** Opening SELECTED EXTRACT block **

Ask Dalene Assessing mortality vs morbidity
What is the difference between assessing mortality and morbidity? Dalene Allen, underwriting expert and co-founder of specialist long-term risk cover provider, Altrisk, answers this underwriting question brokers often grapple with.
At first glance, the difference between mortality and morbidity is clear. The former investigates the risk of a person dying either before or after the age predicted by actuaries. The latter considers the risk of an individual becoming disabled or impaired during the course of his or her life in relation to population statistics.
Risks covered
However, these scenarios are very different in terms of the risks to be covered and brokers need to bear this in mind when advising their clients on the options available to them.
The first consideration is the type of cover being addressed. In underwriting terms, mortality comes into play when making an offer to provide life cover, while morbidity is assessed when providing protection against disability and loss of income.
Secondly, the time-frames are different. With life cover (mortality) the protection is for an event that will happen sometime in the future. With disability and income protection (morbidity) a person can be involved in an accident that has an immediate impact, or can develop a condition that is likely to affect him or her within 10 years. So a shorter-term view is required when assessing morbidity risks.
Divergent risks
There is also a need to separate life expectancy from diseases that may kill in the long-term, but could disable in the short-term (e.g. a stroke may not be fatal, but could result in partial paralysis). And, while some diseases do not affect life expectancy, they are debilitating. Things like depression and back pain affect quality of life and possibly the person's ability to work.
Finally, life cover (mortality) protects against a definite event that will occur at an unknown time, while disability and income protection (morbidity) cover events which may or may not occur. The risks are completely different.
Impact on claims
This influences the claims process. With life cover, the claims event is clear. With disability and income protection, the person's quality of life and ability to work after the event are arguably more important than the event itself. Here, claims assessment is far more ambiguous, because a judgement call is made on a person's ability to carry out activities of daily living and perform the occupation and duties he or she disclosed at application stage.
This is why brokers need to encourage their clients to make full and accurate disclosures when applying for insurance policies. It is also vital for clients to inform brokers of changes, and that these are promptly communicated to the insurer.

** Closing SELECTED EXTRACT block **

● **BRIEF 1**:
In the article, which type of cover brings mortality into play in underwriting?
● **BRIEF 2**:
Rewrite the part of the article that begins at "Finally, life cover" and stops after "are completely different.", substituting "certain event" for "definite event".
Rely on the article by itself and nothing else.

** Opening DATA SUPPLIED block **

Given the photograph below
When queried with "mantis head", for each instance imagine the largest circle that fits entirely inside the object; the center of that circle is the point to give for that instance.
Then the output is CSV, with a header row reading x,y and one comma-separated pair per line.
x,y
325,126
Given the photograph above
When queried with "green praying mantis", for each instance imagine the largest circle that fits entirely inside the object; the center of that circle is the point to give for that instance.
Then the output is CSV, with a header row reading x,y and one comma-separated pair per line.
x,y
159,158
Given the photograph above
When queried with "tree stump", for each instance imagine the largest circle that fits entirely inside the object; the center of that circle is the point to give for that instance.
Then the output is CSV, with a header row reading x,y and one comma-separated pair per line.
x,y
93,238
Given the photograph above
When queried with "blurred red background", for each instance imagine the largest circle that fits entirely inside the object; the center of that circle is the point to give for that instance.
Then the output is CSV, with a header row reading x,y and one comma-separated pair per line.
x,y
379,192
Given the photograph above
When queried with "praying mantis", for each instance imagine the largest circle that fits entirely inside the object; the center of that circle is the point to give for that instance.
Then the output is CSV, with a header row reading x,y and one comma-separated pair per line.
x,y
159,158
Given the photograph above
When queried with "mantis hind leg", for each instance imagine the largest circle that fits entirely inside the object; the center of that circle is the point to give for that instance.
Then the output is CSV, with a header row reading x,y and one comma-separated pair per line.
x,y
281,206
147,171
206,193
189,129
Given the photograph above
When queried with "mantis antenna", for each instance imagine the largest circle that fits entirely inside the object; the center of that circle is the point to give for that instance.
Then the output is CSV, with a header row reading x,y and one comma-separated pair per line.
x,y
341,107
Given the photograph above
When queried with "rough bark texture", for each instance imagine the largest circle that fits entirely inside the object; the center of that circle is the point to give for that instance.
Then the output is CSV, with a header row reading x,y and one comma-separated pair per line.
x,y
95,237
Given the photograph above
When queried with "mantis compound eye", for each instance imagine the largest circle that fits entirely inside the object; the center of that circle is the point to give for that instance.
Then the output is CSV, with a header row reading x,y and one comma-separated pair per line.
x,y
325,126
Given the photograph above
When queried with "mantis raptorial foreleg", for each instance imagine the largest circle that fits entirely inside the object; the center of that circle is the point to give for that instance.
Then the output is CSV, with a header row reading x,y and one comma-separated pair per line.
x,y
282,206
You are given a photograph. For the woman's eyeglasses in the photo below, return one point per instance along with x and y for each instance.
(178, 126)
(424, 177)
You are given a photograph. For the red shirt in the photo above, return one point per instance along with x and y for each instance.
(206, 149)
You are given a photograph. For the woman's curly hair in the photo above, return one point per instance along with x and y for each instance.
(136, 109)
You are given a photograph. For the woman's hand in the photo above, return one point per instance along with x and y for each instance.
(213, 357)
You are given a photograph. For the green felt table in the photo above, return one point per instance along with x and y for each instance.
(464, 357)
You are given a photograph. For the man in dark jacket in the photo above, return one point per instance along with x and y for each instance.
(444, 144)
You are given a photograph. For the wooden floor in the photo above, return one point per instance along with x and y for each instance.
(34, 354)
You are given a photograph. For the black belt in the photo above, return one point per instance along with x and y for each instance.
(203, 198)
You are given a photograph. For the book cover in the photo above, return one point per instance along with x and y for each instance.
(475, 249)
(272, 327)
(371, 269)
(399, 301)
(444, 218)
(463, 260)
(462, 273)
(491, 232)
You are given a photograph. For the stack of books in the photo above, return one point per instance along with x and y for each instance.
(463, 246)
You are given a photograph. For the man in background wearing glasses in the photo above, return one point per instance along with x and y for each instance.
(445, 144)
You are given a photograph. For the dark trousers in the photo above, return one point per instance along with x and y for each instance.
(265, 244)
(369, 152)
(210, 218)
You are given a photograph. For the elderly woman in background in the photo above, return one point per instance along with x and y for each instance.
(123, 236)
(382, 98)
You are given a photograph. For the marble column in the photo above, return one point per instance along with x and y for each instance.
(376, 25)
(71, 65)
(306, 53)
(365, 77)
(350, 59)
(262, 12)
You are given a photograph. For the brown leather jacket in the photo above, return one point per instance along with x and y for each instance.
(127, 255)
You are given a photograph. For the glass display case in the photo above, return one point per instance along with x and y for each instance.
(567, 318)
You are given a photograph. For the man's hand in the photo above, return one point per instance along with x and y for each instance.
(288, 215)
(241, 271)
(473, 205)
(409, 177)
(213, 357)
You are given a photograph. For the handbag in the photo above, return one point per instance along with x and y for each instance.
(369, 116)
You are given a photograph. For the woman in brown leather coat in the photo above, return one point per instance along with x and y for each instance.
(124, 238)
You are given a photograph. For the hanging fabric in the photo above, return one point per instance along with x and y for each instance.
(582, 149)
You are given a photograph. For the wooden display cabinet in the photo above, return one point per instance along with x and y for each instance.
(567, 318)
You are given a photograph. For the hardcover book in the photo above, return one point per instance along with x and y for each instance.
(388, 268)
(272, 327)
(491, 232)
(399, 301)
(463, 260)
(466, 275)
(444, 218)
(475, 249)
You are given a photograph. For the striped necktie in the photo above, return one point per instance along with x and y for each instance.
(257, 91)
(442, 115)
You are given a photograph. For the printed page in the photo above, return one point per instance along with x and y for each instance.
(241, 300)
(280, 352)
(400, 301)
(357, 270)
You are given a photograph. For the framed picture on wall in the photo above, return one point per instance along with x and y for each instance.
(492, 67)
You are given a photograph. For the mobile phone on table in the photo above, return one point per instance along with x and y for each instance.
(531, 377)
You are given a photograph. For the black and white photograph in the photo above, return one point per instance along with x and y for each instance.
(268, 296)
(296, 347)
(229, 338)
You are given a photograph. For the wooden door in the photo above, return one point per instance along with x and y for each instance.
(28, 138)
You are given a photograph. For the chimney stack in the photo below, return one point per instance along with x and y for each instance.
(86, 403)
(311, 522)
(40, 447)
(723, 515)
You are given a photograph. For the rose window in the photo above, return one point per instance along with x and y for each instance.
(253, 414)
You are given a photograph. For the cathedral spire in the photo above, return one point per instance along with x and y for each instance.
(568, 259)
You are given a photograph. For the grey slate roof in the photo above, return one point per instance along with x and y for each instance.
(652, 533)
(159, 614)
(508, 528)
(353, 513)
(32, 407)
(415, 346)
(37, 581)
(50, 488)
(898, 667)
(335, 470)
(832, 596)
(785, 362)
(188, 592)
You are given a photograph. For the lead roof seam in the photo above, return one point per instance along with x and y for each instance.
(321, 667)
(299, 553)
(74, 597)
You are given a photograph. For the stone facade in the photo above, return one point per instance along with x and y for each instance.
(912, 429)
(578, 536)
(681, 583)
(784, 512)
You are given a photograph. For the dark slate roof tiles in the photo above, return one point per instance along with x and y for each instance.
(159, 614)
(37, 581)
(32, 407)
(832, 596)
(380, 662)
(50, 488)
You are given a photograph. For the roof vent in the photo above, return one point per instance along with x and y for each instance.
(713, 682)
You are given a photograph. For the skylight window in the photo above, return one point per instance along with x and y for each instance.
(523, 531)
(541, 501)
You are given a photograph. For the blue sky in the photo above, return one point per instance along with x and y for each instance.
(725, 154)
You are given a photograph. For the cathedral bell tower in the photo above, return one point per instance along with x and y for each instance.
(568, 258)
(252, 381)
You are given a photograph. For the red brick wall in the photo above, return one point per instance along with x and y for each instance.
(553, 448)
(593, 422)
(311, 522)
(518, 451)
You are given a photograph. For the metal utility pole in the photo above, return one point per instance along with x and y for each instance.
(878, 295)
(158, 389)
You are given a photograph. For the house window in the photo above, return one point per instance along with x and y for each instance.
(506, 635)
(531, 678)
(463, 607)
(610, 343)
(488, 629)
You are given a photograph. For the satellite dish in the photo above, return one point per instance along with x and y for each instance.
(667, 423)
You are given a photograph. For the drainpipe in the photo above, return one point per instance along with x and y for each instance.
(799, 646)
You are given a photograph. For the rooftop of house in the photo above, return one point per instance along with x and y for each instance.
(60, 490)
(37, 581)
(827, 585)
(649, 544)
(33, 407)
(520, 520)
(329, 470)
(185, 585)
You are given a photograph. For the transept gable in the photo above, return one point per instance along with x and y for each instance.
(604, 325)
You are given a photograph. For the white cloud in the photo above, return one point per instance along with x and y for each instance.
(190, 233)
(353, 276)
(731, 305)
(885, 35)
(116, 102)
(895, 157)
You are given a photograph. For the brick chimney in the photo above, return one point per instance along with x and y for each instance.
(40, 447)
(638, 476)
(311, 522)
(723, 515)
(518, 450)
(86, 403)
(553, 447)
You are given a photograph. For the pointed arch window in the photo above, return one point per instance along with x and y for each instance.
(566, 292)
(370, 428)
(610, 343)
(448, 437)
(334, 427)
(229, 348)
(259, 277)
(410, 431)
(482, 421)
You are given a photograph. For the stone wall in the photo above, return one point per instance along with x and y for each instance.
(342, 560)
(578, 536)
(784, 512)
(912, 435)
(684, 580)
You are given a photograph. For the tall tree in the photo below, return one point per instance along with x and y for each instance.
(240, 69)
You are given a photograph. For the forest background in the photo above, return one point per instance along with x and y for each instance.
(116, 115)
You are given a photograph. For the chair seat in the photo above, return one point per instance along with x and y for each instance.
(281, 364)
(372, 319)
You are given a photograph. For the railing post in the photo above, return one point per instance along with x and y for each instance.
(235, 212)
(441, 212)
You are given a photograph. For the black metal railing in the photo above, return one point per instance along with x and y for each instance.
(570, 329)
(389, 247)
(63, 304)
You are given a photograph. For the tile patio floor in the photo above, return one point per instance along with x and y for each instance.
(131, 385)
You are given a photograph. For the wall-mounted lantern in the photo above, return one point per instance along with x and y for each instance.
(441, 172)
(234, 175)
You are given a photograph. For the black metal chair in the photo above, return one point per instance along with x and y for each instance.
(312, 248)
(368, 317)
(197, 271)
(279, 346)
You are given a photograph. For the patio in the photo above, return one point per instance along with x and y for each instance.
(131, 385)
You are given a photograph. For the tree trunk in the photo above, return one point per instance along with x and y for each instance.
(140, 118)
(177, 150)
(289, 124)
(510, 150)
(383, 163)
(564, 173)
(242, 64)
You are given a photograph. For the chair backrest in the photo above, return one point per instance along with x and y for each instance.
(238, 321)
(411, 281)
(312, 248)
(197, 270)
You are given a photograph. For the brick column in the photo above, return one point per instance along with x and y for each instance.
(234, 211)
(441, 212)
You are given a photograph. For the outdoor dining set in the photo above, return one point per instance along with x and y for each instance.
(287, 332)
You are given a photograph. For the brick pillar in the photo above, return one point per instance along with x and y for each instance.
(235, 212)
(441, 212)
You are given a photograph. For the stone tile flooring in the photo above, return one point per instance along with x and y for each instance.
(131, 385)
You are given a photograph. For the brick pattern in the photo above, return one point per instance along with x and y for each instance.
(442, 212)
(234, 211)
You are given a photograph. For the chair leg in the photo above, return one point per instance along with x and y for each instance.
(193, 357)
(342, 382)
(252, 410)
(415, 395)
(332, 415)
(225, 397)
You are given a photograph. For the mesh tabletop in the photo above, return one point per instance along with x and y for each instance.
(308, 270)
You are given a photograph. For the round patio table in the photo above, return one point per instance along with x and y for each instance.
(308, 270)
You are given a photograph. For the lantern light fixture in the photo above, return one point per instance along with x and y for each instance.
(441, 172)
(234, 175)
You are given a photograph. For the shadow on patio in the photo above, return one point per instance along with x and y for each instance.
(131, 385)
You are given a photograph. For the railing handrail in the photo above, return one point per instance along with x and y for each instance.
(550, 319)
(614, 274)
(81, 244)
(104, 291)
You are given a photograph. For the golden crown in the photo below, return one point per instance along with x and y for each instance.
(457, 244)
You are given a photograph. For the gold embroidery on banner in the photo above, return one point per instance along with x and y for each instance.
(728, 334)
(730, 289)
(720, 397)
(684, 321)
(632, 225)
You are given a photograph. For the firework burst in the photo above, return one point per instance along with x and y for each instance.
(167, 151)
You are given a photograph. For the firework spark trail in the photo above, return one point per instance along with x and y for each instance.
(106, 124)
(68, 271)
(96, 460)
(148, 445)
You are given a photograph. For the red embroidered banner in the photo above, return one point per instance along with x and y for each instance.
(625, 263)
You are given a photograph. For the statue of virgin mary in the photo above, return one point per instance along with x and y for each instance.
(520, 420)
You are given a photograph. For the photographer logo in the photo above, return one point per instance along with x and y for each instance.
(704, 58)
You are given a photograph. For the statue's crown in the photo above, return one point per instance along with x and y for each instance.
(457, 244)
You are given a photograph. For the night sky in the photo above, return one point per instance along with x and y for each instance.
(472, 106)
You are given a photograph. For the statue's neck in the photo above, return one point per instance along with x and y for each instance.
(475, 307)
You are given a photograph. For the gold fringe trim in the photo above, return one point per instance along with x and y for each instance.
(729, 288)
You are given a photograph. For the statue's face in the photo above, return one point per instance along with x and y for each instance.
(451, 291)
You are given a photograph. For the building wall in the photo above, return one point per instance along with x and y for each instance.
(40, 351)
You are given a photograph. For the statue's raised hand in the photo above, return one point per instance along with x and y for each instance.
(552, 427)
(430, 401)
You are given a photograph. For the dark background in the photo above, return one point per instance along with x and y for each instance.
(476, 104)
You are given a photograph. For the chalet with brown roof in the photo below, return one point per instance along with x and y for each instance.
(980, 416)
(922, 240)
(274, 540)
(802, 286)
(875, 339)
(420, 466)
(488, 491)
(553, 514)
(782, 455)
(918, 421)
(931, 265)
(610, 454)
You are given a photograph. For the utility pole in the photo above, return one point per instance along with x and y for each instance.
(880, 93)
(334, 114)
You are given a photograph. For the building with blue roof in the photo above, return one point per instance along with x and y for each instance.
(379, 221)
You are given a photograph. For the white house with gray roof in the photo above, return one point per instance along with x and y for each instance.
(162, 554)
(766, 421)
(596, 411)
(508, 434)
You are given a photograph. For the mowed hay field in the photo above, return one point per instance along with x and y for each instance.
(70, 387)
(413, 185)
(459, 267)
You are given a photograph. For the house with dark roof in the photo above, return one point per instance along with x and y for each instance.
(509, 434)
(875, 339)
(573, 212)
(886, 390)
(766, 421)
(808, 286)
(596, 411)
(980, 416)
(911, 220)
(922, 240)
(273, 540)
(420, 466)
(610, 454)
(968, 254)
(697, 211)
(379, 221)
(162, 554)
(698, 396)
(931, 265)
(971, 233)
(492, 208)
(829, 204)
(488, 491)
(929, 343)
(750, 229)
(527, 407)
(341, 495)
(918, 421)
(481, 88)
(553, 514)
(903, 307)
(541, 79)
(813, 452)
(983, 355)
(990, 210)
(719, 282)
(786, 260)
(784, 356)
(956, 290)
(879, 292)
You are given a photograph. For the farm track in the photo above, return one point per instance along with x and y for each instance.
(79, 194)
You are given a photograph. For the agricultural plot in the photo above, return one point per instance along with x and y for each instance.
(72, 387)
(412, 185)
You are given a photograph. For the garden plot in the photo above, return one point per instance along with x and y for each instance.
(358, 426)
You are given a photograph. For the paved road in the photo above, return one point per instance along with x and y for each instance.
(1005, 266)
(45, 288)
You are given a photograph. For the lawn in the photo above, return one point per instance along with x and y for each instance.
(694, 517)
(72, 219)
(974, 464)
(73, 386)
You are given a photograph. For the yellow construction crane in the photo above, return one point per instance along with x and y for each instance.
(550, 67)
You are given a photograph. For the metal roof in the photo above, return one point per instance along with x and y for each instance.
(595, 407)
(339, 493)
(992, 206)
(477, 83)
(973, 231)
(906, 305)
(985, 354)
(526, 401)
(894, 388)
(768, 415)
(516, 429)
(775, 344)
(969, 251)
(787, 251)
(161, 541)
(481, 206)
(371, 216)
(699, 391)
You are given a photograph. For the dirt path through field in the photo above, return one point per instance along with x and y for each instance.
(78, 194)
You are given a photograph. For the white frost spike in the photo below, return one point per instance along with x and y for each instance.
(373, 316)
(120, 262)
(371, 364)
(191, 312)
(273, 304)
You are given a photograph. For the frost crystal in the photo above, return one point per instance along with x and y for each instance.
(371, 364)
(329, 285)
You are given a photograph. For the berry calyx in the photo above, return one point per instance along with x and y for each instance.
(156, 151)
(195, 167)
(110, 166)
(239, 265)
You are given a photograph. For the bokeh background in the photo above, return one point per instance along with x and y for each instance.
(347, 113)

** Closing DATA SUPPLIED block **

● **YOUR RESPONSE 1**:
Life cover.

● **YOUR RESPONSE 2**:
Finally, life cover (mortality) protects against a certain event that will occur at an unknown time, while disability and income protection (morbidity) cover events which may or may not occur. The risks are completely different.